> [Tarefa 1] No texto sobre desastres em Goiás, quantas pessoas ficaram desabrigadas no estado entre 2013 e 2024?
> [Tarefa 2] Prossiga o texto sobre prejuízos causados por desastres a partir da última frase apresentada.

> [Texto do exercício]
Seca, estiagem e chuvas como protagonistas
No cenário nacional, a seca e a estiagem lideraram os prejuízos registrados entre 2013 e 2024, com perdas estimadas em R$ 413,2 bilhões — o que representa 56,4% do total. As chuvas aparecem em segundo lugar, com R$ 215 bilhões em danos (29,4% do total).
No caso de Goiás, os dois fenômenos também foram os mais recorrentes. Os longos períodos de estiagem afetam diretamente a produção agropecuária, um dos pilares da economia estadual.
Já os eventos de chuva intensa, como enxurradas e enchentes, costumam causar danos à infraestrutura urbana, especialmente nas regiões metropolitanas e no entorno do Distrito Federal.
Desastres e suas consequências humanas
Os números da CNM mostram que, além dos impactos econômicos, os desastres registrados em Goiás também deixaram consequências humanas relevantes. Entre 2013 e 2024, foram contabilizadas 18 mortes associadas a eventos extremos no estado.
Ainda segundo o levantamento, 1.559 pessoas ficaram desabrigadas — ou seja, perderam suas casas e dependem de abrigos públicos — e 9.911 foram desalojadas, precisando se refugiar temporariamente em casas de amigos ou familiares.
Essas estatísticas reforçam a vulnerabilidade da população diante de fenômenos que vêm se intensificando nos últimos anos, impulsionados por mudanças climáticas e falta de políticas públicas preventivas em muitos municípios.
Panorama nacional: mais de R$ 732 bilhões em prejuízos
No Brasil, o prejuízo total calculado pela CNM no período foi de R$ 732,2 bilhões. Deste montante, a agricultura lidera os danos com R$ 325,6 bilhões (44,5%), seguida pela pecuária (R$ 94,4 bi), instalações públicas de saúde (R$ 86 bi), abastecimento de água (R$ 61,2 bi), habitação (R$ 43,4 bi) e obras de infraestrutura (R$ 42,4 bi).
A região Sul concentrou 37,5% de todos os prejuízos, seguida pelo Nordeste (35,5%) e Sudeste (16,3%). Já o Centro-Oeste, onde está Goiás, foi responsável por 7,9% das perdas. O Norte aparece com 2,8%.
Tragédias emblemáticas reforçam alerta
O relatório da CNM também rememora episódios de grande impacto, como o rompimento das barragens em Mariana (2015) e Brumadinho (2019), além das enchentes de 2022 em Petrópolis (325 mortes) e das chuvas de 2024 no Rio Grande do Sul, que já deixaram 183 mortos.

(Dados de expressões referenciais)
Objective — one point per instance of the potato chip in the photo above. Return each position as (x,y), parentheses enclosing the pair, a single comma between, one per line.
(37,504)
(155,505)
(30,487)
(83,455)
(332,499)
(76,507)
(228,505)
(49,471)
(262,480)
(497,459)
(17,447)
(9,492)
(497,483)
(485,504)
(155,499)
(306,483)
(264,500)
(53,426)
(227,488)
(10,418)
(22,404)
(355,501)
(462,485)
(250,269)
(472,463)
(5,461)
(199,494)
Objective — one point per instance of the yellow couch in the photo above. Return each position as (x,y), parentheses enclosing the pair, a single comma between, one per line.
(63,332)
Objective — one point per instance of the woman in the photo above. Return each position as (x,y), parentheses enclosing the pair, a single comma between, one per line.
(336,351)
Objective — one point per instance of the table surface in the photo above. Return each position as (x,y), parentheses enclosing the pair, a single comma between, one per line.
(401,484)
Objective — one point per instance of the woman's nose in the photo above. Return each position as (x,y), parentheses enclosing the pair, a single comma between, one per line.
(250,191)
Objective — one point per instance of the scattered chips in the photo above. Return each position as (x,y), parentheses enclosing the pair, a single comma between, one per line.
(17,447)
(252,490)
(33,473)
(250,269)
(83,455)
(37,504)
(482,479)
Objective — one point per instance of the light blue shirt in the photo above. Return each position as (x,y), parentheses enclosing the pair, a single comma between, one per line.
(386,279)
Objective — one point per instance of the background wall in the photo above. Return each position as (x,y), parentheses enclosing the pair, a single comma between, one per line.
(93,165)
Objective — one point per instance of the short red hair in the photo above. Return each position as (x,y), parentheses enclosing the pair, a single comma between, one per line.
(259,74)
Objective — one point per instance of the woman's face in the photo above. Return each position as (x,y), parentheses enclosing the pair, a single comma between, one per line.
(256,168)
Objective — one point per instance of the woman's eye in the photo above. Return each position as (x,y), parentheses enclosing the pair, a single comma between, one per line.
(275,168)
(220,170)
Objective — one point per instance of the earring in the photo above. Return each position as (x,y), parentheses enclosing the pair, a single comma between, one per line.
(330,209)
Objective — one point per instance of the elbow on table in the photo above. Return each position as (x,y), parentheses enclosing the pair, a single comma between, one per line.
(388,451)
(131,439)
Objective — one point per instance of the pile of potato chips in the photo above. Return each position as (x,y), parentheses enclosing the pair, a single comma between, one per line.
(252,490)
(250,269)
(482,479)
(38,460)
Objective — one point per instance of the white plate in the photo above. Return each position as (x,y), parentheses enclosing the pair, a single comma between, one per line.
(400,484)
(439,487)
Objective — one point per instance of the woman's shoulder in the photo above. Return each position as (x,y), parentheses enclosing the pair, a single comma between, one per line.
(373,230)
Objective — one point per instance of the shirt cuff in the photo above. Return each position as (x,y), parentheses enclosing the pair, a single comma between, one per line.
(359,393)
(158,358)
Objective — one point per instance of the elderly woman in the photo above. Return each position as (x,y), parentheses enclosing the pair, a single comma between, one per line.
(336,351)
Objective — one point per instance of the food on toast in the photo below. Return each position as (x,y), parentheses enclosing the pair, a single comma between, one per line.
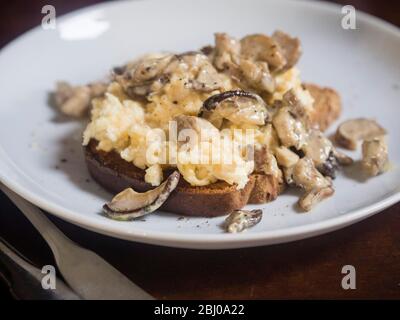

> [Resposta do exercício 1] 1.559 pessoas.

> [Resposta do exercício 2]
Embora Goiás não tenha registrado tragédias dessa magnitude, o acúmulo de ocorrências reforça a urgência em adotar medidas de prevenção e mitigação.
Subnotificação e fragilidade no registro de dados
A CNM ressalta que os números oficiais provavelmente estão subdimensionados. Muitos municípios deixam de registrar corretamente os prejuízos no Sistema Integrado de Informações sobre Desastres (S2ID) do Governo Federal.
Essa falha no preenchimento e atualização compromete o acesso a recursos federais e a elaboração de políticas públicas adequadas.
Durante a pandemia da Covid-19, a taxa de registros de desastres aumentou, com destaque para 2020, quando houve crescimento de mais de 30% nos decretos em relação a 2013. Isso ocorreu porque os sistemas de saúde passaram a alimentar com mais frequência os dados no sistema federal, revelando uma lacuna histórica de subnotificação em anos anteriores.
O desafio da prevenção e da resiliência
A CNM alerta que 95% dos municípios brasileiros já enfrentaram algum tipo de desastre nos últimos 12 anos. Com a intensificação dos eventos climáticos extremos, há uma pressão crescente sobre os entes federativos para investir em ações de resiliência, planejamento urbano e infraestrutura adaptada às novas realidades ambientais.
Para a analista independente em gestão urbana e riscos socioambientais Beatriz Montenegro, o momento exige planejamento territorial com base em dados atualizados.
“Mapeamento de áreas de risco, planos diretores que considerem vulnerabilidades e envolvimento das comunidades são peças-chave. Sem isso, Goiás vai seguir apagando incêndio — literalmente — e reconstruindo cidades onde o desastre já está anunciado.”